• [PROMPT]: Please write out every line of the material below word for word.

#### DATA PROVIDED

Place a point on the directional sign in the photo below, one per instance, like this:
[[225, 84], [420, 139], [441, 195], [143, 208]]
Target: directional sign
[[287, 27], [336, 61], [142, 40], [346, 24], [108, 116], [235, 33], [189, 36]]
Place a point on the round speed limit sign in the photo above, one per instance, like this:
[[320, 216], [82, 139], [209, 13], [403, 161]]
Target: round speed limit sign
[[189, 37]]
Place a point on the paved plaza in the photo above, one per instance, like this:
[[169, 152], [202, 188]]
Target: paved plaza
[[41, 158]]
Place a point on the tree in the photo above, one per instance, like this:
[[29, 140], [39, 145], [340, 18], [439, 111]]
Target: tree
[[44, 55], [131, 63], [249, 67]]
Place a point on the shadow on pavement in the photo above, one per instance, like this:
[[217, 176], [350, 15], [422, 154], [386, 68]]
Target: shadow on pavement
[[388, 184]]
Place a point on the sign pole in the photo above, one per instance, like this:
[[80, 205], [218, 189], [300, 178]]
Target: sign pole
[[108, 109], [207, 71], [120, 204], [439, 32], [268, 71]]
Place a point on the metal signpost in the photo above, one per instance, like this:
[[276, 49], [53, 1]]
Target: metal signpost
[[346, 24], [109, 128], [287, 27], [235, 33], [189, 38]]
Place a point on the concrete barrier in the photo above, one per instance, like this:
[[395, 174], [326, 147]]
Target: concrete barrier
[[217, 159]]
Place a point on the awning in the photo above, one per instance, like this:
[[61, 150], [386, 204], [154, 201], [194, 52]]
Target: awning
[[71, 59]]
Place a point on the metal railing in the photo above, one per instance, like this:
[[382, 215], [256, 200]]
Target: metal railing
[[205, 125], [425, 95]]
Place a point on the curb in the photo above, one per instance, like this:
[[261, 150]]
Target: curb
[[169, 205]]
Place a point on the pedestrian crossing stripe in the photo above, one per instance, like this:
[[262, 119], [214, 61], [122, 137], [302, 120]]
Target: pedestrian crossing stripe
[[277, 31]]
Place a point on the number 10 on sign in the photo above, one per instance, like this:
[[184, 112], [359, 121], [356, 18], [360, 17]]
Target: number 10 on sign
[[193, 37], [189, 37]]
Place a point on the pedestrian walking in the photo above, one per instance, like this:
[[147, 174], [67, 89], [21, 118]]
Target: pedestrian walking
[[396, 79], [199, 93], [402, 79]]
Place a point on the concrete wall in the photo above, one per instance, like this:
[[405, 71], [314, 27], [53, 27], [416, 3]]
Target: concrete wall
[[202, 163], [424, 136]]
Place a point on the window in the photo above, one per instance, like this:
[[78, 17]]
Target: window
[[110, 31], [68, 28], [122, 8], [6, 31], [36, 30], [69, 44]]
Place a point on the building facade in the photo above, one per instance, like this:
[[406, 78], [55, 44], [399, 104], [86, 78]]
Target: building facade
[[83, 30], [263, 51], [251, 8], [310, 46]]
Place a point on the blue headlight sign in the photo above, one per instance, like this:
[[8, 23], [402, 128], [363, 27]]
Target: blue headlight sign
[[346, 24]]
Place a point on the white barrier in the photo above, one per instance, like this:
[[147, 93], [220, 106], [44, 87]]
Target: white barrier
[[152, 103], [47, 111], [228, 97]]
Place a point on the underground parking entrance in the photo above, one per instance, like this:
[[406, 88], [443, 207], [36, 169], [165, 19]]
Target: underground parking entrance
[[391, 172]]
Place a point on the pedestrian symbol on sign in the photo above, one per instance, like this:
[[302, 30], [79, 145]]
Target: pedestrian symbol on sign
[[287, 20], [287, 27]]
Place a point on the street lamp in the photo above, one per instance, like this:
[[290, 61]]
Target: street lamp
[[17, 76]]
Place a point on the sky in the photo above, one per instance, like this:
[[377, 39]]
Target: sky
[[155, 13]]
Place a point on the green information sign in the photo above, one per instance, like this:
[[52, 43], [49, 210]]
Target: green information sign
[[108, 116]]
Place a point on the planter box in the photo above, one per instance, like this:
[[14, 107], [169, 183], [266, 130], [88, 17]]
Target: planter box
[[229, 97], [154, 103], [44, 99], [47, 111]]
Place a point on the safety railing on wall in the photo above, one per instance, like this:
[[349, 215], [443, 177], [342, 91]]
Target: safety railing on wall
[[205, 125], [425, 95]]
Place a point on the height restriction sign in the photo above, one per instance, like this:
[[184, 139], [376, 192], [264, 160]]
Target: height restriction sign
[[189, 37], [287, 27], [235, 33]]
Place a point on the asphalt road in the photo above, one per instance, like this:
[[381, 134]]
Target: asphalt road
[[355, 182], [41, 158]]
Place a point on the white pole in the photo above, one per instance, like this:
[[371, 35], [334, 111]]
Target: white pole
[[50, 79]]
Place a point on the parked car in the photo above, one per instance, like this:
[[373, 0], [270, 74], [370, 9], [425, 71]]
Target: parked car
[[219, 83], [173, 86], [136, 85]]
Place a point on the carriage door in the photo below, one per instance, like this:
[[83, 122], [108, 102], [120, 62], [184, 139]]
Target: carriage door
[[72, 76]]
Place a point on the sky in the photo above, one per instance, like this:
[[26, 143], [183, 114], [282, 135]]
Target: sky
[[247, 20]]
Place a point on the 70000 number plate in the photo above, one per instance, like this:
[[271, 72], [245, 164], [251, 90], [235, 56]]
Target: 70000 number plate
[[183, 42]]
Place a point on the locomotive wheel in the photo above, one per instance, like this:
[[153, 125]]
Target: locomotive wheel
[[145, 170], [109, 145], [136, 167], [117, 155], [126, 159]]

########

• [ANSWER TO THIS PROBLEM]:
Place a point on the directional sign in the photo below, one per instance, like this:
[[225, 84], [420, 139], [441, 195], [143, 208]]
Target: directional sign
[[287, 27], [336, 61], [142, 40], [346, 24], [108, 116], [235, 33], [189, 36]]
Place a point on the round speed limit sign in the photo above, one per instance, like this:
[[320, 216], [82, 139], [209, 13], [403, 161]]
Target: round speed limit sign
[[189, 37]]
Place a point on the paved plaza in the photo above, one per instance, like this:
[[169, 152], [202, 188]]
Target: paved plaza
[[41, 158]]
Place a point on the tree in the photo above, one per instance, like this:
[[29, 140], [39, 145], [340, 18], [439, 111]]
Target: tree
[[44, 55], [131, 63], [249, 67]]
Place a point on the shadow on pavement in the photo above, one per instance, like this:
[[217, 176], [350, 15], [422, 154], [386, 68]]
Target: shadow on pavement
[[388, 184]]
Place a point on the sign pole in the photo above, one per instance, like this:
[[80, 205], [218, 189], [300, 178]]
Target: sign pole
[[108, 109], [207, 71], [120, 204], [439, 32], [268, 71]]
Place a point on the metal signpost in the photo above, one per instance, like this:
[[276, 49], [53, 1]]
Target: metal signpost
[[346, 24], [109, 128], [287, 27], [235, 33], [189, 38]]
Place a point on the concrete barrier in the photo above, one per instance, like this:
[[395, 174], [326, 147]]
Target: concrete barrier
[[217, 159]]
Place a point on the awning in the photo above, one per instance, like this:
[[61, 150], [386, 204], [154, 201], [194, 52]]
Target: awning
[[71, 59]]
Place a point on the metal railing in the photo above, one per instance, like this:
[[382, 215], [256, 200]]
Target: metal railing
[[205, 125], [425, 95]]
Place a point on the curb in the photo above, one per instance, like this:
[[261, 150]]
Target: curb
[[169, 205]]
Place a point on the pedestrian crossing stripe in the photo above, one per instance, like this:
[[262, 119], [214, 61], [122, 137], [302, 120]]
Target: pedestrian crossing stripe
[[277, 31]]
Place a point on the number 10 on sign in the photo above, one per instance, like this:
[[184, 112], [359, 121], [356, 18], [360, 17]]
Target: number 10 on sign
[[193, 37], [189, 37]]
Place a point on the pedestrian walking in the photo above, one per instance, like this:
[[147, 174], [67, 89], [21, 118]]
Target: pedestrian walking
[[396, 79], [199, 93], [402, 79]]
Place a point on the concrete wall in the photo above, one per instance, like this:
[[405, 71], [314, 27], [53, 27], [416, 3]]
Target: concrete wall
[[202, 163], [424, 136]]
Place a point on the window in the photo above, one per instance, like this:
[[78, 17]]
Target: window
[[110, 31], [68, 28], [122, 8], [6, 31], [36, 30], [69, 44]]
Place a point on the building facade in the photo above, one per instance, like this:
[[406, 78], [55, 44], [399, 104], [86, 78]]
Target: building facade
[[83, 30], [263, 51], [251, 8], [310, 46]]
Place a point on the blue headlight sign in the photo above, one per instance, like this:
[[8, 23], [402, 128], [363, 27]]
Target: blue headlight sign
[[346, 24]]
Place a point on the white barrier in the photo above, one per instance, like this:
[[147, 93], [220, 106], [44, 87]]
Target: white barrier
[[152, 103], [47, 111], [228, 97]]
Place a point on the underground parking entrance in the photo above, one per instance, like this:
[[406, 88], [443, 207], [36, 169], [165, 19]]
Target: underground parking entrance
[[391, 172]]
Place a point on the pedestrian symbol on sign in the photo above, one per instance, like this:
[[302, 30], [79, 145]]
Target: pedestrian symbol on sign
[[287, 20], [287, 27]]
Place a point on the street lamp in the photo above, one per instance, like this:
[[290, 61]]
Target: street lamp
[[17, 76]]
Place a point on the sky in the photo above, one per instance, like this:
[[377, 39]]
Target: sky
[[155, 13]]
Place a point on the green information sign in the photo above, one per instance, like this:
[[52, 43], [49, 210]]
Target: green information sign
[[108, 116]]
Place a point on the planter box in the photo above, one per instance, like this:
[[14, 107], [169, 183], [266, 130], [88, 17]]
Target: planter box
[[229, 97], [154, 103], [44, 99], [47, 111]]
Place a point on the safety railing on wall in the photo above, one per instance, like this:
[[349, 215], [443, 177], [342, 91]]
Target: safety railing on wall
[[205, 125], [425, 95]]
Place a point on the height restriction sign in the photo above, one per instance, like this:
[[184, 139], [376, 192], [264, 160]]
Target: height restriction sign
[[189, 37], [287, 27], [235, 33]]
Place a point on the asphalt road in the photo above, one per instance, like this:
[[381, 134]]
Target: asphalt road
[[355, 182], [41, 158]]
Place a point on the white pole in the photo above, one per instance, like this:
[[371, 35], [334, 111]]
Target: white pole
[[50, 79]]
Place a point on the parked car in the photo above, one per instance, like this:
[[373, 0], [270, 74], [370, 9], [425, 71]]
Target: parked car
[[219, 83], [173, 86], [136, 85]]
Place a point on the carriage door in the photo below, one per instance, like this:
[[83, 122], [108, 102], [120, 62], [184, 139]]
Target: carriage door
[[72, 76]]
Place a point on the sky in the photo above, one per instance, like this:
[[26, 143], [183, 114], [282, 135]]
Target: sky
[[247, 20]]
Place a point on the 70000 number plate in the photo above, one per instance, like this:
[[271, 72], [245, 164], [251, 90], [235, 56]]
Target: 70000 number plate
[[183, 42]]
Place a point on the locomotive wheel in the photo above, one per instance, like this:
[[153, 125]]
Target: locomotive wheel
[[145, 170], [109, 145], [136, 167], [117, 155], [126, 159]]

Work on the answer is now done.